_PROBLEM_.
Count how many lines in the material below contain the string "black", matching case exactly, and reply with only that number.

_SOURCE RECORDS_.
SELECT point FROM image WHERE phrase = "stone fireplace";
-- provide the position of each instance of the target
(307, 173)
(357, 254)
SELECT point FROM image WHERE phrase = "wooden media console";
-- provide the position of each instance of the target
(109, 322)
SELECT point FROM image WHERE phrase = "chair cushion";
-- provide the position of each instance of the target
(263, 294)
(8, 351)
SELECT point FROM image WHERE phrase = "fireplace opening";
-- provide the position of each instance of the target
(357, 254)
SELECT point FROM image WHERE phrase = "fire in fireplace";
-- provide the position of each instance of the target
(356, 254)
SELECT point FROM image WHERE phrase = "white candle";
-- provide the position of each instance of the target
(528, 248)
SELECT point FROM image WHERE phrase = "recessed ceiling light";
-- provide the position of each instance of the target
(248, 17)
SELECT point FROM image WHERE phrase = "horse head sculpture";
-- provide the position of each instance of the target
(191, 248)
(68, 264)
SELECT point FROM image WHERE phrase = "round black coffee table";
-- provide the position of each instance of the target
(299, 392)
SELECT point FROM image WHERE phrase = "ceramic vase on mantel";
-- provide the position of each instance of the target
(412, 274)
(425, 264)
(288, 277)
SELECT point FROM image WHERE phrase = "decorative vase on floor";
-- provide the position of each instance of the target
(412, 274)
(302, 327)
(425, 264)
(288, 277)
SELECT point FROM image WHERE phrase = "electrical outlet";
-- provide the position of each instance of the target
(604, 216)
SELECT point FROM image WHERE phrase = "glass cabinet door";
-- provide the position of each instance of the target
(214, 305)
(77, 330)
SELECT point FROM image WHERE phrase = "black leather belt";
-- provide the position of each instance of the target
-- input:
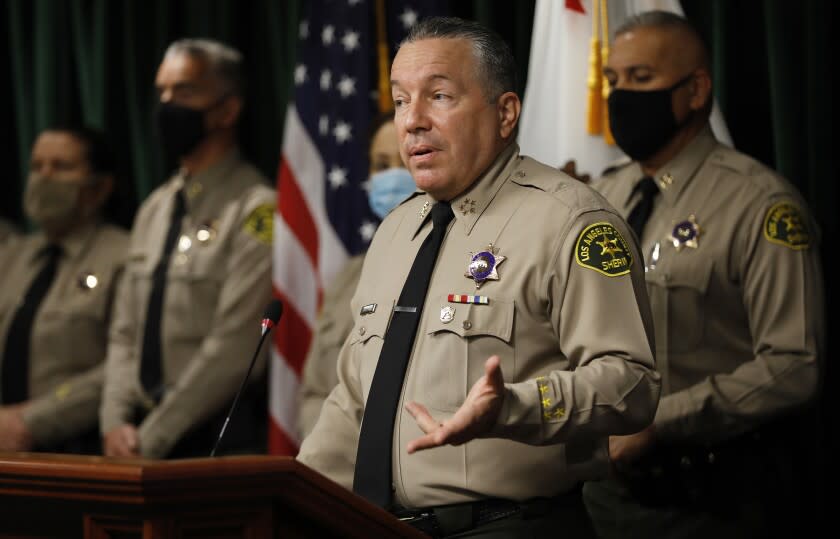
(443, 520)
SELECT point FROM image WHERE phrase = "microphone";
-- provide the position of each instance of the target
(270, 317)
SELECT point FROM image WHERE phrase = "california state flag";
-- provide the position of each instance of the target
(554, 112)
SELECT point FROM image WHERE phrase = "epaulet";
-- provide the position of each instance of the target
(617, 165)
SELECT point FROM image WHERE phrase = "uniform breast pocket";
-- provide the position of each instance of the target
(459, 339)
(366, 338)
(685, 290)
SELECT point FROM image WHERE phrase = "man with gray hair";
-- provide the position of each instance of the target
(735, 284)
(474, 395)
(197, 278)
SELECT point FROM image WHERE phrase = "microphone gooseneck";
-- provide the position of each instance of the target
(270, 317)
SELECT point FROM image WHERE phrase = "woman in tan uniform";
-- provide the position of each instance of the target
(55, 297)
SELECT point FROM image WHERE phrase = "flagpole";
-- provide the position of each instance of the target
(384, 85)
(594, 106)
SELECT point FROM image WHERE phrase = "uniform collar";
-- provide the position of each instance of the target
(194, 186)
(673, 178)
(71, 245)
(469, 205)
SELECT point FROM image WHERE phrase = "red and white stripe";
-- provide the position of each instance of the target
(307, 253)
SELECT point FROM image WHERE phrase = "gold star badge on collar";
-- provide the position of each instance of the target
(467, 206)
(425, 209)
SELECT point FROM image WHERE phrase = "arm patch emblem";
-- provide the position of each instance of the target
(601, 248)
(260, 223)
(784, 225)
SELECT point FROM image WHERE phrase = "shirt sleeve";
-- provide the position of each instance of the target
(331, 446)
(601, 316)
(118, 398)
(782, 292)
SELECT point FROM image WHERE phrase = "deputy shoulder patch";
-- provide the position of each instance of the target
(600, 247)
(260, 223)
(784, 225)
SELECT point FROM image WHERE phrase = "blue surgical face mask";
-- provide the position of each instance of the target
(388, 188)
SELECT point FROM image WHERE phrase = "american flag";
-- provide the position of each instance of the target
(322, 211)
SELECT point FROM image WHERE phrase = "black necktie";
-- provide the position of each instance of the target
(373, 458)
(151, 375)
(641, 211)
(15, 372)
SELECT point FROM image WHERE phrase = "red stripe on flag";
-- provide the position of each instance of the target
(293, 335)
(293, 208)
(278, 442)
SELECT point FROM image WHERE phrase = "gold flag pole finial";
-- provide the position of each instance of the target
(382, 56)
(594, 108)
(605, 87)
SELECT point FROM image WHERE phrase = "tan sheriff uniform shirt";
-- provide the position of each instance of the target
(568, 316)
(335, 321)
(7, 231)
(738, 308)
(70, 330)
(218, 284)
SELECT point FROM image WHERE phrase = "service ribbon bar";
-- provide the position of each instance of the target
(462, 298)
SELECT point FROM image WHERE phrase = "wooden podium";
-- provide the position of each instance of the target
(255, 497)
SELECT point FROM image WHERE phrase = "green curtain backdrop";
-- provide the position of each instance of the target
(94, 61)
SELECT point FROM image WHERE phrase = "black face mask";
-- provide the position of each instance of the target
(181, 129)
(642, 122)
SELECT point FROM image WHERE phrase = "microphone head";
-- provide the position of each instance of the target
(273, 311)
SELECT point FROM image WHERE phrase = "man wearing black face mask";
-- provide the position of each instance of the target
(735, 285)
(197, 278)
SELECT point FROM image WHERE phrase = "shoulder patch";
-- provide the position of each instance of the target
(784, 225)
(260, 223)
(601, 248)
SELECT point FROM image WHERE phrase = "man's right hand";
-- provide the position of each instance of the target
(122, 442)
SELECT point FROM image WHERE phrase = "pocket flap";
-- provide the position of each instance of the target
(469, 320)
(370, 324)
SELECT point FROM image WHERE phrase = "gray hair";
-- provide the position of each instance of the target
(496, 66)
(224, 62)
(665, 20)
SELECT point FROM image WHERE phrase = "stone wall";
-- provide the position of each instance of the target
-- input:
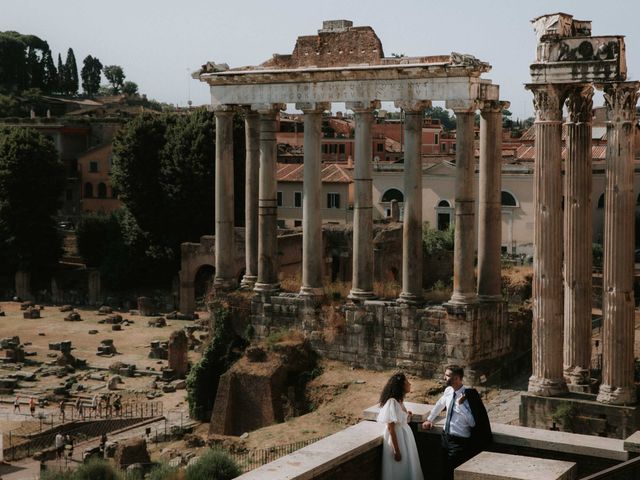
(384, 335)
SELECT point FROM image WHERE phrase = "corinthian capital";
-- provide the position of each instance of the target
(621, 99)
(547, 101)
(580, 103)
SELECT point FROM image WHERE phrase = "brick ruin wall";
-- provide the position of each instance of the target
(384, 335)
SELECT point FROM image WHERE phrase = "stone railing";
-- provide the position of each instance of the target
(355, 452)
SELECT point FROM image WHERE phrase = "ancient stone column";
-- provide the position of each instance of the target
(225, 275)
(267, 281)
(412, 221)
(618, 303)
(490, 206)
(252, 168)
(362, 280)
(578, 237)
(547, 377)
(464, 285)
(312, 252)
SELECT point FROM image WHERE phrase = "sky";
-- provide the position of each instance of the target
(160, 42)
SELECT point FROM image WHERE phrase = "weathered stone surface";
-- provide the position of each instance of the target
(131, 451)
(497, 466)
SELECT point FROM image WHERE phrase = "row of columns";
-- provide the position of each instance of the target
(261, 201)
(563, 236)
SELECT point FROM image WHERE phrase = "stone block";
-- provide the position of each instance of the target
(500, 466)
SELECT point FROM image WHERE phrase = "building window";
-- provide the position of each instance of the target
(443, 214)
(508, 200)
(333, 200)
(393, 194)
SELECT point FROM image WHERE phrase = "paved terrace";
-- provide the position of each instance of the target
(355, 452)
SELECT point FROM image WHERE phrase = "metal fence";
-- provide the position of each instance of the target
(39, 434)
(256, 458)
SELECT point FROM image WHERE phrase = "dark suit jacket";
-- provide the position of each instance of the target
(481, 436)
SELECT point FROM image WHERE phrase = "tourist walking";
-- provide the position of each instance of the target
(400, 459)
(467, 430)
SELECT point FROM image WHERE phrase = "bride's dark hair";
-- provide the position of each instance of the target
(394, 388)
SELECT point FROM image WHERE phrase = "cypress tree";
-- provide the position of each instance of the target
(71, 73)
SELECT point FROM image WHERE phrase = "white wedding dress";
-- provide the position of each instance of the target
(408, 468)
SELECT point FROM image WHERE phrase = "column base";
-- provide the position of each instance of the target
(409, 299)
(358, 295)
(248, 282)
(459, 298)
(490, 298)
(311, 291)
(220, 283)
(546, 387)
(617, 395)
(577, 376)
(266, 287)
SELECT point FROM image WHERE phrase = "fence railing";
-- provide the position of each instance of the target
(26, 440)
(256, 458)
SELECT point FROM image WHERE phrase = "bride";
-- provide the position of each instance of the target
(400, 459)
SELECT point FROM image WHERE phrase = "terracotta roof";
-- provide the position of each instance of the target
(331, 173)
(525, 152)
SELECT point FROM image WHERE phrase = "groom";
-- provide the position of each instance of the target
(467, 430)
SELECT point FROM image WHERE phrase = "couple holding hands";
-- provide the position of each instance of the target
(465, 433)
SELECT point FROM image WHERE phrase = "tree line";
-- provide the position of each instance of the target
(27, 64)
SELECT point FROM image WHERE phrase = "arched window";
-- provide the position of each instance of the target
(508, 200)
(393, 194)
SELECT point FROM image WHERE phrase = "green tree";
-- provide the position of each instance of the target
(446, 120)
(115, 76)
(163, 169)
(31, 183)
(70, 74)
(214, 464)
(61, 76)
(91, 72)
(130, 88)
(50, 80)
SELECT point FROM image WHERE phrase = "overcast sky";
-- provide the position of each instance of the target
(159, 42)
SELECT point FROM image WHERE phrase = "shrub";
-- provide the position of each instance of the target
(214, 465)
(223, 350)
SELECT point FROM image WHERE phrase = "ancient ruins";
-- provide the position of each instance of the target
(343, 63)
(569, 63)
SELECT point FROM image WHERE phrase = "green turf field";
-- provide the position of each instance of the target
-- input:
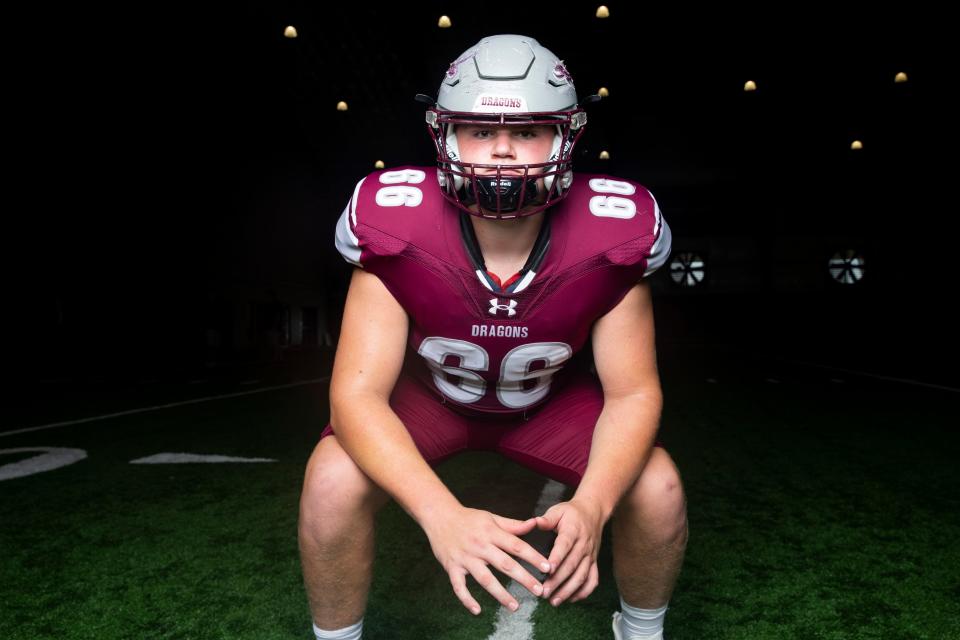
(821, 505)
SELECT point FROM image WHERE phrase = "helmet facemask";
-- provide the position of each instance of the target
(501, 191)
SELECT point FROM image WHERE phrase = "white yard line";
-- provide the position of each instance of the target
(517, 625)
(169, 405)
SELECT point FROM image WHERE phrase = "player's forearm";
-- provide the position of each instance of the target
(375, 438)
(622, 441)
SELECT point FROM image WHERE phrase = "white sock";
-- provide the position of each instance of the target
(641, 623)
(347, 633)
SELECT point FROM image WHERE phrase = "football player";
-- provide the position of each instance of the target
(477, 283)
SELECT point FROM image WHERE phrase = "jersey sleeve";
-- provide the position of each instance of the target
(635, 235)
(662, 241)
(347, 240)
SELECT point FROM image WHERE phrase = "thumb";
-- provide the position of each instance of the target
(549, 520)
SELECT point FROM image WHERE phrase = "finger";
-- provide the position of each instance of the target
(548, 521)
(488, 581)
(510, 567)
(593, 579)
(573, 585)
(561, 548)
(521, 549)
(566, 568)
(459, 581)
(516, 527)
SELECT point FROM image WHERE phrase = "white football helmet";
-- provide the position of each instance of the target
(506, 80)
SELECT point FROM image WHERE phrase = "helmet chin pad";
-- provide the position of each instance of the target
(509, 189)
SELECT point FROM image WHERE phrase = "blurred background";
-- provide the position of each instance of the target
(177, 172)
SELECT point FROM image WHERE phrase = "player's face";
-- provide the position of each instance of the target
(505, 145)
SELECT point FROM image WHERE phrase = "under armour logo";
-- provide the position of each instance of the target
(496, 306)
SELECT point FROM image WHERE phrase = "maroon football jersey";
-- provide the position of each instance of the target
(483, 349)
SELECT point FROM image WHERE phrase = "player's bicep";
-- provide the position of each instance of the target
(372, 342)
(624, 350)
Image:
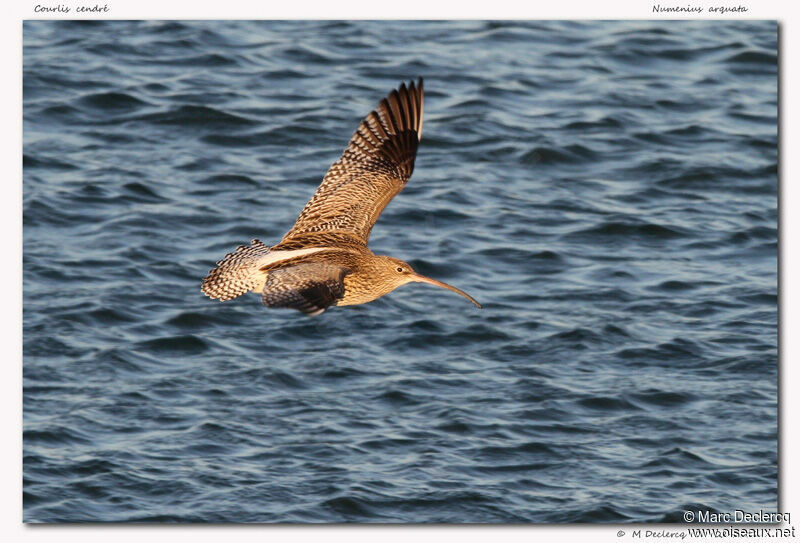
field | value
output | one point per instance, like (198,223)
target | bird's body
(324,259)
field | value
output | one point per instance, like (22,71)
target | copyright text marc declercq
(60,8)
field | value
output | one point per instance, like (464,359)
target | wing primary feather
(374,167)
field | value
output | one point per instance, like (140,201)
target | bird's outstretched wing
(310,287)
(375,166)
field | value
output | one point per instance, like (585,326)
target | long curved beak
(417,278)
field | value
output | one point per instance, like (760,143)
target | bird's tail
(237,273)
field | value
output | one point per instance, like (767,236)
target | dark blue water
(608,191)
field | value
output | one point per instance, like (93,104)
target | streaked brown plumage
(324,260)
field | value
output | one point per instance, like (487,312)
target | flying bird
(323,260)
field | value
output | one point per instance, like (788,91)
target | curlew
(324,260)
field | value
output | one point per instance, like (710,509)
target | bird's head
(398,273)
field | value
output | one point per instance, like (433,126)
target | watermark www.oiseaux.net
(748,525)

_FINAL ANSWER_.
5